Give the items below, from the line containing "white stucco wall" through the line containing "top-left (460, 0), bottom-right (692, 59)", inclusive, as a two-column CSV with the headers item_text and answer. Each item takes one row, with each field in double quotes and its line breaks replaced by spaces.
-------- INPUT DATA
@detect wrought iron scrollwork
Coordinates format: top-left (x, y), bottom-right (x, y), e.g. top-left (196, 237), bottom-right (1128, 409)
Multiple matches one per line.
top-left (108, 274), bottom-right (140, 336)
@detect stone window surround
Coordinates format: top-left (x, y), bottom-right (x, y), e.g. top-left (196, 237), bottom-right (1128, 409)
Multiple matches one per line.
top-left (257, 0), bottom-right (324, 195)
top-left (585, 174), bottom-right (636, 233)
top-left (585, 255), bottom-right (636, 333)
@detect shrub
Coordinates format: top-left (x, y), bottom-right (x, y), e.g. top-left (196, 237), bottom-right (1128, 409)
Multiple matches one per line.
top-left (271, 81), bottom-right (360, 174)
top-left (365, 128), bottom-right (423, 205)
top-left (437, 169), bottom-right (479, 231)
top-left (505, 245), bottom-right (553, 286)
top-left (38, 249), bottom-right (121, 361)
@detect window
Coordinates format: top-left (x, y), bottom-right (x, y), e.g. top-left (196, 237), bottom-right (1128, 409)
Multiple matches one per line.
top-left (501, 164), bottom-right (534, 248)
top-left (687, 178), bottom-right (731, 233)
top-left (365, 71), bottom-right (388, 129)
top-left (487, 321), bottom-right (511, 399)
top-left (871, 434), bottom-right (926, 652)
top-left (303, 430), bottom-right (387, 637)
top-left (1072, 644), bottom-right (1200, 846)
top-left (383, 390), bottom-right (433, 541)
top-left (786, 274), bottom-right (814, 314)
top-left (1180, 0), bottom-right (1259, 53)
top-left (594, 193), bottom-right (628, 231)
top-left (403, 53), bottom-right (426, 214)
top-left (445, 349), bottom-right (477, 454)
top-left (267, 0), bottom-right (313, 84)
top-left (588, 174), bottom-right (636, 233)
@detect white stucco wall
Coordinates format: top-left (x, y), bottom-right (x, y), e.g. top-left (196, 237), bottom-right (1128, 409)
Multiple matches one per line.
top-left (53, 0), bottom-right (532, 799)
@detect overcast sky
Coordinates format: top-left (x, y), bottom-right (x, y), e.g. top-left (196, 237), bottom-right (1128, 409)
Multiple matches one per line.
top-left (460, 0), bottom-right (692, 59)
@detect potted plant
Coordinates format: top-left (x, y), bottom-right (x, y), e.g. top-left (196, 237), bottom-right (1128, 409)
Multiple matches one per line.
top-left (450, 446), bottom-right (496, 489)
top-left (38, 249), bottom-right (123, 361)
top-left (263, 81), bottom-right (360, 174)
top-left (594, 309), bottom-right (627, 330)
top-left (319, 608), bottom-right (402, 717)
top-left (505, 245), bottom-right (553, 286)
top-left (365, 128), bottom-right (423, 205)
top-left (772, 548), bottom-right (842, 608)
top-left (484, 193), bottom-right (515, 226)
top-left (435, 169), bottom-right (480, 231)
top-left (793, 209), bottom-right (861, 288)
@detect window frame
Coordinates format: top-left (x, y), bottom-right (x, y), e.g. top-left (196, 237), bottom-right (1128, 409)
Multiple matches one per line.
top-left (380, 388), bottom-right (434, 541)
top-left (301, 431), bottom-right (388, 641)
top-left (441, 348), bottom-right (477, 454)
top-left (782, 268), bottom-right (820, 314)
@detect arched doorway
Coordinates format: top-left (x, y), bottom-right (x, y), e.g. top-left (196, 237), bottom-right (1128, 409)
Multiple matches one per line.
----------------
**EXERCISE ANSWER**:
item_text,answer
"@detect white stucco wall Coordinates format: top-left (x, y), bottom-right (x, y), e.g. top-left (196, 237), bottom-right (1128, 409) Multiple matches one per line.","top-left (53, 0), bottom-right (532, 799)"
"@detect overcast sky Coordinates format: top-left (x, y), bottom-right (x, y), e.g. top-left (196, 237), bottom-right (1128, 409) Multiple matches one per line.","top-left (460, 0), bottom-right (692, 59)"